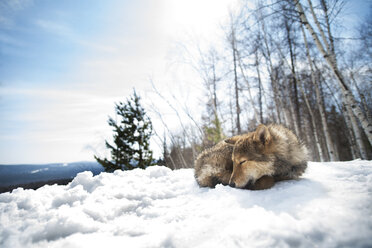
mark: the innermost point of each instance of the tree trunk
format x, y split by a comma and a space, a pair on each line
253, 105
357, 133
348, 98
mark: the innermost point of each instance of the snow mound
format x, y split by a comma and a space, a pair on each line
330, 206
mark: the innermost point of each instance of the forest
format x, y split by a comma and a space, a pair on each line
290, 62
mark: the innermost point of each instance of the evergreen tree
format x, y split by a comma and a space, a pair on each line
131, 137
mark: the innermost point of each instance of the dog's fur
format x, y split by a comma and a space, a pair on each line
254, 160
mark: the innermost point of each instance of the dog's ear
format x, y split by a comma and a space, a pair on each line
232, 140
262, 135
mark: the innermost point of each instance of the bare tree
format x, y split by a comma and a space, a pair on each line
330, 57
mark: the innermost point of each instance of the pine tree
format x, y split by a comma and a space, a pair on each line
131, 137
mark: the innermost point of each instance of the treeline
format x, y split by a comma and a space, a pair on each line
285, 62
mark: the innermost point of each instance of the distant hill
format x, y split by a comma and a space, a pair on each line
31, 173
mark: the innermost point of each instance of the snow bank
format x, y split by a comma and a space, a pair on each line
329, 207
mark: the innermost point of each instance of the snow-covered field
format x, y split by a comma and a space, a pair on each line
329, 207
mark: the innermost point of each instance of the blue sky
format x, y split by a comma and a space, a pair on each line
63, 64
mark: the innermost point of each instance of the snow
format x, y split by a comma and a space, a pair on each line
330, 206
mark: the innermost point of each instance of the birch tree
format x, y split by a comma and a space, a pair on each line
330, 57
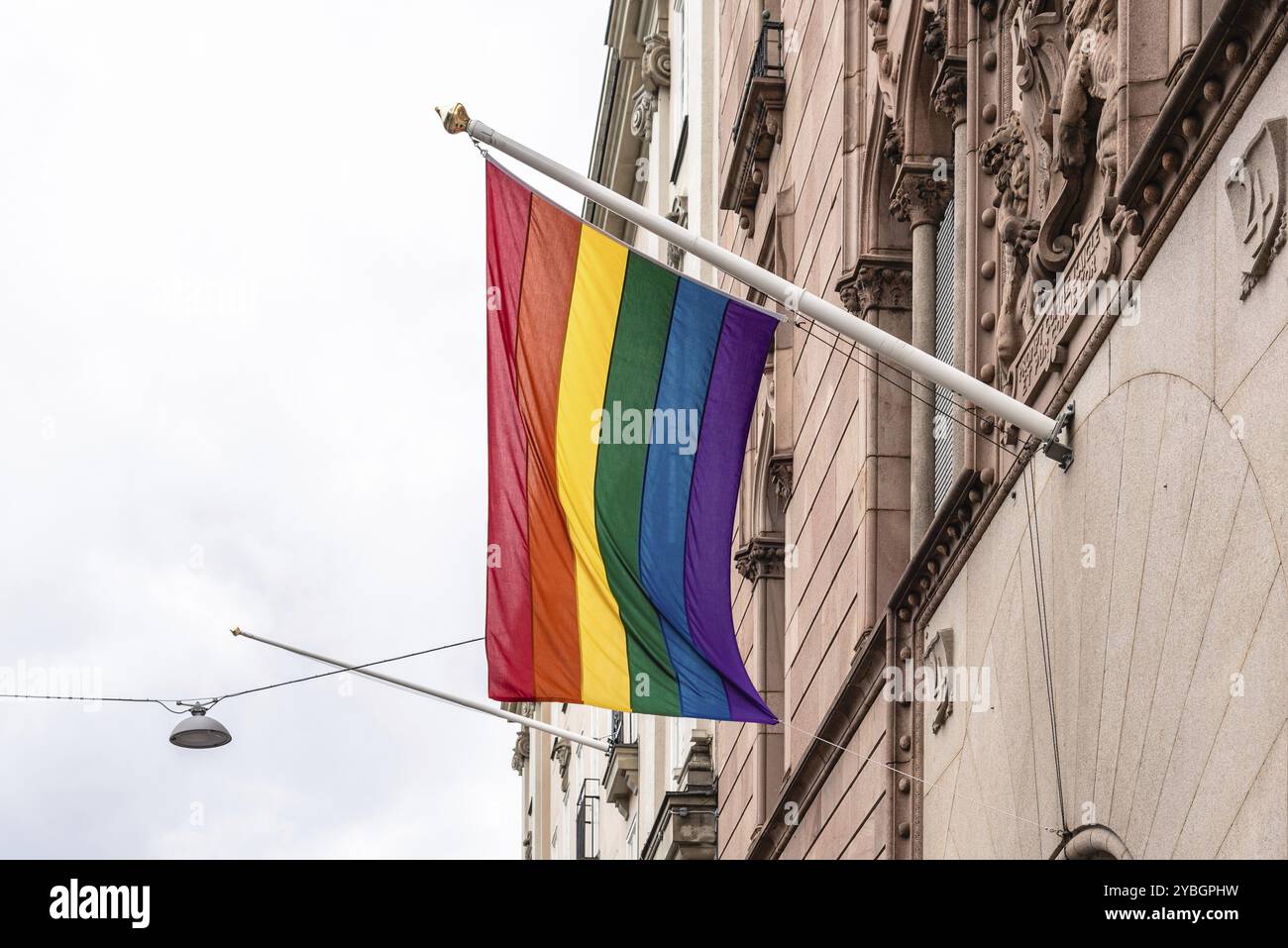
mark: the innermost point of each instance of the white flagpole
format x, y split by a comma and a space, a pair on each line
442, 695
793, 296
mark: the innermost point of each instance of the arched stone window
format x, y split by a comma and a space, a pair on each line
1093, 841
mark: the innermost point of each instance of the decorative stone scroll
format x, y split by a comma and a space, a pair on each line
1256, 192
1083, 288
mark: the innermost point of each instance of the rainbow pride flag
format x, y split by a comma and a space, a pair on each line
619, 394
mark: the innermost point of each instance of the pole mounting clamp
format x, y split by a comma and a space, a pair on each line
1060, 451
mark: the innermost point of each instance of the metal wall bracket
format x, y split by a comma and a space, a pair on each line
1061, 451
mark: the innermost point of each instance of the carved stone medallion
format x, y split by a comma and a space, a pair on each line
1256, 192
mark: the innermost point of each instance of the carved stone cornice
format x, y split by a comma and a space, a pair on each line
892, 146
621, 776
562, 755
686, 822
522, 751
877, 282
935, 40
919, 194
781, 475
643, 110
761, 558
1198, 115
679, 215
948, 94
656, 60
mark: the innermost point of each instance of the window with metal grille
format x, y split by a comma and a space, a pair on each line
588, 819
945, 326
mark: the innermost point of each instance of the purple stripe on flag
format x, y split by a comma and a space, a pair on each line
735, 375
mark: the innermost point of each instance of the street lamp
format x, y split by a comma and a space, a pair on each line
198, 732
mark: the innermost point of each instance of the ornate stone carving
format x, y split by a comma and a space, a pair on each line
877, 283
1085, 286
681, 215
761, 558
781, 474
936, 35
562, 755
938, 660
879, 14
758, 130
1005, 158
522, 751
642, 114
921, 197
949, 95
1256, 192
893, 143
656, 60
686, 823
1091, 34
656, 71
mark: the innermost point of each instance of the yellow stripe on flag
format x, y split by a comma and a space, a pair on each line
596, 295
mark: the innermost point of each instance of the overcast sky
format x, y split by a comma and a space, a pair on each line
241, 382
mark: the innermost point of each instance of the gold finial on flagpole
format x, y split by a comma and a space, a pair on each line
455, 119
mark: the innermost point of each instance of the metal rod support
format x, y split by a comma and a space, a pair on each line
434, 693
794, 298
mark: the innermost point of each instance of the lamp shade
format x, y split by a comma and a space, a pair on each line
200, 730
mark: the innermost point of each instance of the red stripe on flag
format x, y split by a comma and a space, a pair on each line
509, 584
554, 237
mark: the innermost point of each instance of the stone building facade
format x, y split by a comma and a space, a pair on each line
973, 652
653, 796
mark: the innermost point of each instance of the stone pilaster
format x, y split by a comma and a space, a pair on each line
919, 197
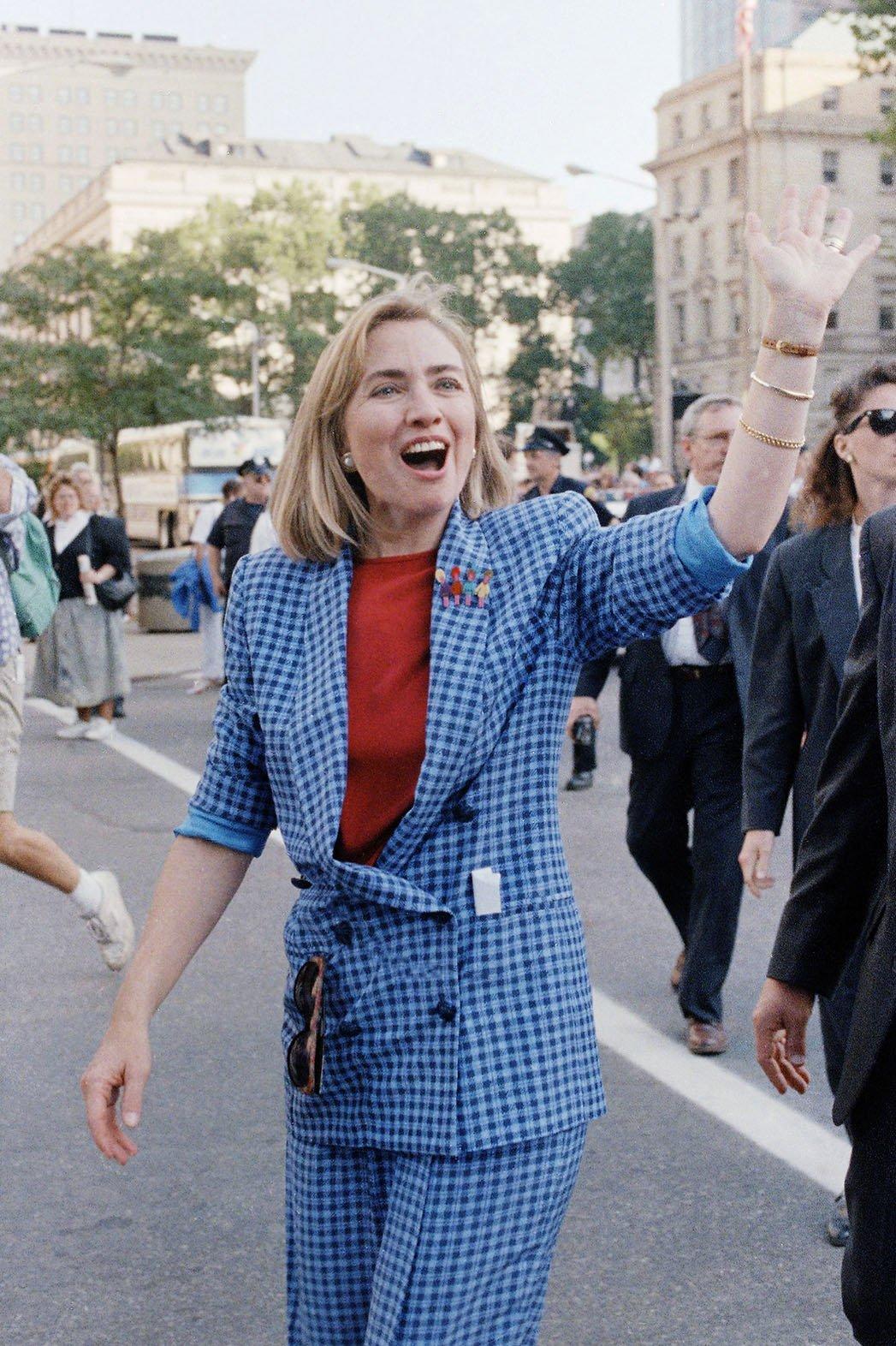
────────────────
• _TASK_
Scan the records for the string "carved" and show every line that contains it.

• _EXERCISE RESULT_
mark: the innermost point of each instance of the carved stone medallion
mark: the innermost point of each instance of the carved stone cornice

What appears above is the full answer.